What to work on: Extract each line of the data below that contains the string "Target". Treat uppercase and lowercase letters as distinct when matching.

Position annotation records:
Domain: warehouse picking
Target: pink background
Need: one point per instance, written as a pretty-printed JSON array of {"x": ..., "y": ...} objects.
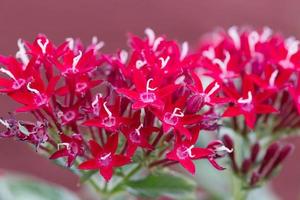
[{"x": 110, "y": 21}]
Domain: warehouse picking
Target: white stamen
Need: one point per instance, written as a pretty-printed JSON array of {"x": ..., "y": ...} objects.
[
  {"x": 184, "y": 50},
  {"x": 137, "y": 130},
  {"x": 216, "y": 86},
  {"x": 148, "y": 88},
  {"x": 180, "y": 80},
  {"x": 177, "y": 113},
  {"x": 156, "y": 43},
  {"x": 292, "y": 47},
  {"x": 35, "y": 91},
  {"x": 210, "y": 53},
  {"x": 71, "y": 43},
  {"x": 189, "y": 151},
  {"x": 164, "y": 62},
  {"x": 224, "y": 148},
  {"x": 223, "y": 64},
  {"x": 151, "y": 35},
  {"x": 234, "y": 35},
  {"x": 98, "y": 45},
  {"x": 107, "y": 110},
  {"x": 139, "y": 64},
  {"x": 8, "y": 73},
  {"x": 123, "y": 56},
  {"x": 4, "y": 123},
  {"x": 76, "y": 60},
  {"x": 67, "y": 145},
  {"x": 265, "y": 35},
  {"x": 248, "y": 100},
  {"x": 21, "y": 54},
  {"x": 43, "y": 46},
  {"x": 96, "y": 100},
  {"x": 273, "y": 77},
  {"x": 253, "y": 38},
  {"x": 105, "y": 156}
]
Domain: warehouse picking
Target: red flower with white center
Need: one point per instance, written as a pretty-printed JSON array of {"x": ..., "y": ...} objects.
[
  {"x": 104, "y": 158},
  {"x": 109, "y": 118},
  {"x": 145, "y": 95},
  {"x": 185, "y": 151},
  {"x": 249, "y": 104},
  {"x": 70, "y": 147},
  {"x": 36, "y": 95}
]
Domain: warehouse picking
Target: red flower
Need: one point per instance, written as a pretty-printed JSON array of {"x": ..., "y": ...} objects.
[
  {"x": 104, "y": 158},
  {"x": 72, "y": 147}
]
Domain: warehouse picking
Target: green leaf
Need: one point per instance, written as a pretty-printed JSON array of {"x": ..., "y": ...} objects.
[
  {"x": 14, "y": 187},
  {"x": 167, "y": 184}
]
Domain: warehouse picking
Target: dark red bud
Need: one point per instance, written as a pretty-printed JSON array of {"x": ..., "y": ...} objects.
[
  {"x": 271, "y": 152},
  {"x": 254, "y": 152}
]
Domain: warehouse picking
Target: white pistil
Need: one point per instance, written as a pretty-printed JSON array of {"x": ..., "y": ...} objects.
[
  {"x": 247, "y": 100},
  {"x": 234, "y": 35},
  {"x": 71, "y": 43},
  {"x": 96, "y": 100},
  {"x": 223, "y": 148},
  {"x": 216, "y": 86},
  {"x": 189, "y": 151},
  {"x": 273, "y": 77},
  {"x": 97, "y": 45},
  {"x": 184, "y": 50},
  {"x": 151, "y": 36},
  {"x": 223, "y": 64},
  {"x": 123, "y": 56},
  {"x": 139, "y": 64},
  {"x": 21, "y": 54},
  {"x": 75, "y": 61},
  {"x": 292, "y": 47},
  {"x": 210, "y": 53},
  {"x": 43, "y": 46},
  {"x": 107, "y": 110},
  {"x": 177, "y": 113},
  {"x": 148, "y": 88},
  {"x": 266, "y": 33},
  {"x": 156, "y": 43},
  {"x": 29, "y": 88},
  {"x": 8, "y": 73},
  {"x": 4, "y": 123},
  {"x": 164, "y": 62},
  {"x": 105, "y": 156},
  {"x": 137, "y": 130},
  {"x": 67, "y": 145},
  {"x": 253, "y": 38}
]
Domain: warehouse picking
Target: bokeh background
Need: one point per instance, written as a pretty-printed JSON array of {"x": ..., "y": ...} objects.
[{"x": 111, "y": 21}]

Finished answer:
Target: pink background
Target: white stamen
Target: red flower with white center
Target: red flower
Target: green leaf
Target: dark red bud
Target: white pistil
Target: bokeh background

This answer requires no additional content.